Exercise text:
******************************

Effects of Yoga on Serum cortisol and BDNF in patients with major depression.
The linked study here examined the association between serum BDNF and cortisol levels in patients with depression treated with antidepressants, yoga therapy, and both.
https://www.ncbi.nlm.nih.gov/pubmed/27174729
Neuroplasticity is a real buzz word in neuroscience at the moment and describes the way in which our brains reorganise themselves by forming new neural connections throughout life. Neuroplasticity allows the neurons (nerve cells) in the brain to compensate for injury and disease and to adjust their activities in response to new situations or to changes in their environment. Merzenich is one of the main scientists over the past 30 years who has transformed the field of neurology by overturning the dogma that our mental abilities are immutable and fixed early in life. Cognitive impairment associated with neurological maladies, such as strokes and traumatic brain injury, were once considered to be largely untreatable. Normal age-related cognitive decline was also considered to be unavoidable. But Merzenich and other researchers have shown that the brain can physically remodel itself and that the brain we are born with is not a fixed structure with a set of weaknesses and strengths at all.

******************************

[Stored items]
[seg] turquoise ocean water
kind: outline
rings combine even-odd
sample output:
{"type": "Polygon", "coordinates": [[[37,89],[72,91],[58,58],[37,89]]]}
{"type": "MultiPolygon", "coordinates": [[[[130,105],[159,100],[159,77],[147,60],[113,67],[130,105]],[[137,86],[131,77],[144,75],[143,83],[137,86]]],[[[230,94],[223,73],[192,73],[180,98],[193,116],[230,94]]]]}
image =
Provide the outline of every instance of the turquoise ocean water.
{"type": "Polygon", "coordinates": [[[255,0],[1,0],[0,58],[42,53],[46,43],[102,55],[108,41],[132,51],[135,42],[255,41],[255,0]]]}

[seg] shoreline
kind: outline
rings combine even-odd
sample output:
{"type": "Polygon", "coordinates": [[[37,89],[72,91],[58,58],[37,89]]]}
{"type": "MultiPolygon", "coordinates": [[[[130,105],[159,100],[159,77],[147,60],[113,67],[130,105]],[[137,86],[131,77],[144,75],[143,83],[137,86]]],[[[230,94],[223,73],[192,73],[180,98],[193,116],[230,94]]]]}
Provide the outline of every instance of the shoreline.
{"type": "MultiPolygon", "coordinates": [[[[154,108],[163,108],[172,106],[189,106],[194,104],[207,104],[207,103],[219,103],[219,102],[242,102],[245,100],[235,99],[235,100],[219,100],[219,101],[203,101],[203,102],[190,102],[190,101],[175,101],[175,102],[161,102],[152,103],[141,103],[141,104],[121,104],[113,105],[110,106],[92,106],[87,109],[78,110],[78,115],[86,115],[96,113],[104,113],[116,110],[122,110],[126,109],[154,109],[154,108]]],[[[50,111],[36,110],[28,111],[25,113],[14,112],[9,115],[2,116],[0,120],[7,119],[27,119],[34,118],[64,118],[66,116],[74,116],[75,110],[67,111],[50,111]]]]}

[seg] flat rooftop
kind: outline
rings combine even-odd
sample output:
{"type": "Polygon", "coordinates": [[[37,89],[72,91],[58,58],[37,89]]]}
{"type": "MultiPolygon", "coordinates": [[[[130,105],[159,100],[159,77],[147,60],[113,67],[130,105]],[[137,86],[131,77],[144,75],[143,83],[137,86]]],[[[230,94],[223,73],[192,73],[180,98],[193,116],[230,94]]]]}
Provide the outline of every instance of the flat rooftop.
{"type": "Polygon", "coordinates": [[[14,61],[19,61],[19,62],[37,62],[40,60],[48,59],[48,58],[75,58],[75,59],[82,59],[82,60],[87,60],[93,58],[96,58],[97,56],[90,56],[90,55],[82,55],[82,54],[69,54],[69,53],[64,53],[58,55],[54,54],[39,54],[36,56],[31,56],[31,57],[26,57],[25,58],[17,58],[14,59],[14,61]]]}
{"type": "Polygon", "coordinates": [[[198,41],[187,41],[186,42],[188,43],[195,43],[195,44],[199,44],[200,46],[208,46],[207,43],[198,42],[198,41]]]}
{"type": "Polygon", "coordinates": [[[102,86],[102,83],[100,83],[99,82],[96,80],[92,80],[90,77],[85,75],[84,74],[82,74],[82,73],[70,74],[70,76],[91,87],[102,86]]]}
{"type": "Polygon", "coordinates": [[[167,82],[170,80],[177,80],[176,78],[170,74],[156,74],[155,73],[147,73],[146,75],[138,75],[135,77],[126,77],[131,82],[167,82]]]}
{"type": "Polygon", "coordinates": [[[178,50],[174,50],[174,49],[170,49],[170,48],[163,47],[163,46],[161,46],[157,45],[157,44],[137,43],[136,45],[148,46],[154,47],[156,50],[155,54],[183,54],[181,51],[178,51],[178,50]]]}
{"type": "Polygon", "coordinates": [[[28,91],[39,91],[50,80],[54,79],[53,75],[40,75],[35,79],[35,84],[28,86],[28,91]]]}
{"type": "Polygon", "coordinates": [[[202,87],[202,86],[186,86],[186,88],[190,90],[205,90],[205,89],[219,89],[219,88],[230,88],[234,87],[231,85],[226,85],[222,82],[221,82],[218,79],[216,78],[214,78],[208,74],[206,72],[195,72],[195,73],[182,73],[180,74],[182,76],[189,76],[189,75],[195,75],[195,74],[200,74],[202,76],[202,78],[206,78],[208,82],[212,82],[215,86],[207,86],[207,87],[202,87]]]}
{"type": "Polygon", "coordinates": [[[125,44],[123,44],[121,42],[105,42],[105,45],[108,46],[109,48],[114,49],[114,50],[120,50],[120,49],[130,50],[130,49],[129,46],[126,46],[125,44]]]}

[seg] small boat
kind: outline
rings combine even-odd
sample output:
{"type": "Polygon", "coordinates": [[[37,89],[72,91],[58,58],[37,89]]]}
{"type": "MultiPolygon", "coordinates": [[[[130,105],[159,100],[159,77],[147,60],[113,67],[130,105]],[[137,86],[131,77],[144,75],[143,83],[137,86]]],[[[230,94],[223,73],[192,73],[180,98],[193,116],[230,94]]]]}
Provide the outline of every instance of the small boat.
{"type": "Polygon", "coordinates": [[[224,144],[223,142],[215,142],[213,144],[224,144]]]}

******************************

Work to complete:
(A) In the text on yoga and depression, which three treatments did the patients in the linked study receive?
(B) Resume the text on yoga and depression, picking up right after its last sentence.

Answers below:
(A) Antidepressants, yoga therapy, and both together.

(B)
Depression is associated with both low serum Brain Derived Neurotrophic Factor (BDNF) and elevated levels of serum cortisol. The linked study here examined the association between serum BDNF and cortisol levels in patients with depression treated with antidepressants, yoga therapy, and both. 54 people diagnosed with depression took part in the study receiving anti-depressants only, yoga therapy only, or yoga with antidepressants. Both BDNF and cortisol levels were measured before the intervention and three months subsequently. A significant negative correlation was observed between change in BDNF (pre-post) and cortisol (pre-post) levels in the yoga-only group. The author concluded that yoga may facilitate neuroplasticity through stress reduction in depressed patients. Further studies are needed, however. to confirm these findings and to delineate the pathways for these effects.